## Kurze Übung
Ermittle in den Datensätzen unten jede Zeile, die das Wort „water“ enthält, und schreibe diese Zeilen unverändert ab.

## Gegebene Daten
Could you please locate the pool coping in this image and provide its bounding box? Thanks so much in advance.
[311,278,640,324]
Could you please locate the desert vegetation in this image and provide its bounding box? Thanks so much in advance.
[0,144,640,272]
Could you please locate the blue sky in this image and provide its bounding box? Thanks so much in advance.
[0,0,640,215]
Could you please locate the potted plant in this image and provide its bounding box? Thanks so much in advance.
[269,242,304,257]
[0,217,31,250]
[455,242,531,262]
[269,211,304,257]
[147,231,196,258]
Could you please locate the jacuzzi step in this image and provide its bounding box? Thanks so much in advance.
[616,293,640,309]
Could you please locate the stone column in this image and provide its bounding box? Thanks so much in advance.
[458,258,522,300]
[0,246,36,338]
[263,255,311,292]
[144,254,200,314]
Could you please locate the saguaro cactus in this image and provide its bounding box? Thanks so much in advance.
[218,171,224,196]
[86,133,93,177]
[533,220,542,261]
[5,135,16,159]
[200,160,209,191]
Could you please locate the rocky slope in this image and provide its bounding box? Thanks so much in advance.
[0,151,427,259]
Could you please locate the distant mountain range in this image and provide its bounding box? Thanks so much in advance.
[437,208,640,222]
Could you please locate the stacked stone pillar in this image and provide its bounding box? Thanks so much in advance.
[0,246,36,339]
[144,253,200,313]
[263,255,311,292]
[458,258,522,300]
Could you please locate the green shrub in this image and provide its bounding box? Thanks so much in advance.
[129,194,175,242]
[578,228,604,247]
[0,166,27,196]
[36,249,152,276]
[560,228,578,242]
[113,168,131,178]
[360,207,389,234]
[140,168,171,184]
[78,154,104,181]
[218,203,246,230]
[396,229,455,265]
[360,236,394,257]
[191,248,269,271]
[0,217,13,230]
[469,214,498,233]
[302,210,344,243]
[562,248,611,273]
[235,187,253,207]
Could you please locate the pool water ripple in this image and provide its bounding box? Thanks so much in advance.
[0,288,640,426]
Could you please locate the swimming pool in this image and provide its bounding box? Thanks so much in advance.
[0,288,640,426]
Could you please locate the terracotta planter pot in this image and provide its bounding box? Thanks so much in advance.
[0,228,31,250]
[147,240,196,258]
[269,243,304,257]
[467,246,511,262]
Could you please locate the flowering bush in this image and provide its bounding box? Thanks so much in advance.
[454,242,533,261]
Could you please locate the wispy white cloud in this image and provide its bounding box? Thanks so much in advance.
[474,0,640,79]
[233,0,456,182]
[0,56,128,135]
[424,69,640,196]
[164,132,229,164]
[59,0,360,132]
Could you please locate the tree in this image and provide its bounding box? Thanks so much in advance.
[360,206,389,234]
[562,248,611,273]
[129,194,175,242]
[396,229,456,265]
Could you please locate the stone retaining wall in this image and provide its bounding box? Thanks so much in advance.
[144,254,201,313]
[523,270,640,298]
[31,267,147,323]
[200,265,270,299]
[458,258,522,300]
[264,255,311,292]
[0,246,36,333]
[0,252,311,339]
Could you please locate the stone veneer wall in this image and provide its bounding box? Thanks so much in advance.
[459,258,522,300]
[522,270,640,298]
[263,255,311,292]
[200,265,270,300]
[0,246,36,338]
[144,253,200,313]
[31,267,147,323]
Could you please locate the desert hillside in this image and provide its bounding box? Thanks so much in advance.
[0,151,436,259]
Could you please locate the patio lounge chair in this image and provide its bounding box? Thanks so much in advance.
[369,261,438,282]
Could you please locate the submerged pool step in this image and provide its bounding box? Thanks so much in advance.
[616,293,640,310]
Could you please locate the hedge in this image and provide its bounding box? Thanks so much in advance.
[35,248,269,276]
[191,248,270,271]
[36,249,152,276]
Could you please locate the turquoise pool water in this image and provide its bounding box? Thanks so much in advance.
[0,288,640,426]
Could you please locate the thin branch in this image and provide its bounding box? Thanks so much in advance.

## Gelöste Übung
Could you please locate the pool water ripple in this image and provide its bounding box? Thanks so much in advance.
Could you please locate the turquoise pool water in this image and provide its bounding box? Thanks so much in advance.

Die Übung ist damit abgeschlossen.